Hyundai and Kia face backlash over weak settlement offer for theft-prone vehicles

Hyundai and Kia

A federal judge has declined to approve a proposed settlement in a class-action lawsuit filed by owners of Hyundai and Kia vehicles that are vulnerable to theft. The lawsuit, which covers about 9 million 2011-2022 model year vehicles in the U.S., claims that the Korean automakers failed to equip their cars and SUVs with adequate anti-theft devices, making them easy targets for thieves who can start them with just a screwdriver and a USB cord.

The judge, James Selna, said the settlement fails to provide “fair and adequate” relief to vehicle owners, who have suffered losses and damages due to the thefts. The settlement, announced in May, could be valued at about $200 million, depending on how many customers choose to participate. It would offer vehicle owners cash payments for theft-related damage and a voluntary recall to update theft-protection software.

However, the judge raised concerns about the process for calculating payments and the adequacy of the software update in preventing future thefts. He also noted that the settlement does not address the underlying security flaw that allows thieves to bypass the ignition system of the vehicles.

Hyundai and Kia

Theft rates soar as social media spreads method

The theft problem has been exacerbated by the spread of social media, especially TikTok, where videos showing how to steal Hyundai and Kia vehicles have gone viral. According to data from eight U.S. cities, seven of them reported substantial year-over-year increases in theft reports through April. Some of the most affected models include the Hyundai Santa Fe and Tucson and the Kia Forte and Sportage.

The automakers have acknowledged the issue and announced a software update in early 2023 that they said would address the security flaw. They also distributed over 65,000 steering wheel locks to customers as a temporary measure. However, these steps have not been effective in stopping the thefts, as The Associated Press reported in May that thieves were still driving off with Hyundai and Kia vehicles at alarming rates.

Attorneys general urge stronger remedies

The proposed settlement has also faced opposition from the attorneys general of six states and the District of Columbia, who urged the judge to require the automakers to install antitheft technology known as engine immobilizers in all theft-prone Hyundai and Kia vehicles, possibly in combination with a vehicle buyback program. Engine immobilizers are devices that prevent a vehicle from starting unless a specific key or fob is present. They are standard features in most other vehicles, even in those years.

The attorneys general said that engine immobilizers are proven to reduce auto thefts and that they are necessary to protect consumers and public safety. They also said that the cash payments offered by the settlement are insufficient to compensate vehicle owners for their losses and inconveniences.

The judge has ordered the parties to submit a revised settlement proposal by Sept. 15 or proceed to trial.

————————

TRY IT:
Please decide whether each statement below agrees with the article on the Hyundai and Kia settlement, answering yes or no and quoting the words of the article that decide it. 1. The proposed settlement was announced in May. 2. The automakers handed out fewer than 50,000 steering wheel locks. 3. Attorneys general from ten states opposed the proposed settlement.

DATASET:

————————

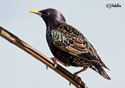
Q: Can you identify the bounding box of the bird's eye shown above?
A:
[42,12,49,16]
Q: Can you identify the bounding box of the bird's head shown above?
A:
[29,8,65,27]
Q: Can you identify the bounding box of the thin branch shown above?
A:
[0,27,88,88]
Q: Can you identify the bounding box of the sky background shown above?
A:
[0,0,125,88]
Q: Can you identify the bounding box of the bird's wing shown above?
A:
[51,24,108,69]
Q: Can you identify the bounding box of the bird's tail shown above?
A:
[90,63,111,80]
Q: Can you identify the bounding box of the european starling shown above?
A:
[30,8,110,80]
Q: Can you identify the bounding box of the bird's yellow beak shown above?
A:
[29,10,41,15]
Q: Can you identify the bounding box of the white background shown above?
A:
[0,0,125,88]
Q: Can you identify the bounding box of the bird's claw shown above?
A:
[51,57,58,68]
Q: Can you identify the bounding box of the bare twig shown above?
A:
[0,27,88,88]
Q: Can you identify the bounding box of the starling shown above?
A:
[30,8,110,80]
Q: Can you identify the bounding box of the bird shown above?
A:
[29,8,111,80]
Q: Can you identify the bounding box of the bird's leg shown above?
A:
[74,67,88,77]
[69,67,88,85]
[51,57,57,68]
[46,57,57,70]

————————

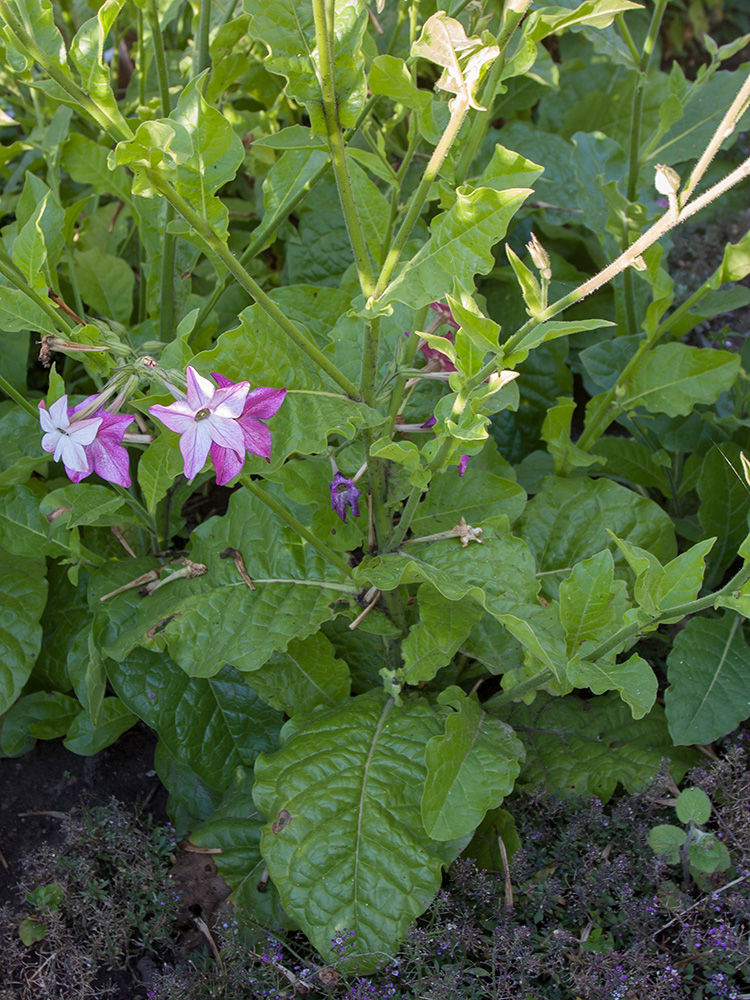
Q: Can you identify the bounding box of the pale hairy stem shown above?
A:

————————

EXERCISE OUTPUT:
1. Yes: "The settlement, announced in May, could be valued at about $200 million"
2. No: "They also distributed over 65,000 steering wheel locks to customers as a temporary measure."
3. No: "the attorneys general of six states and the District of Columbia"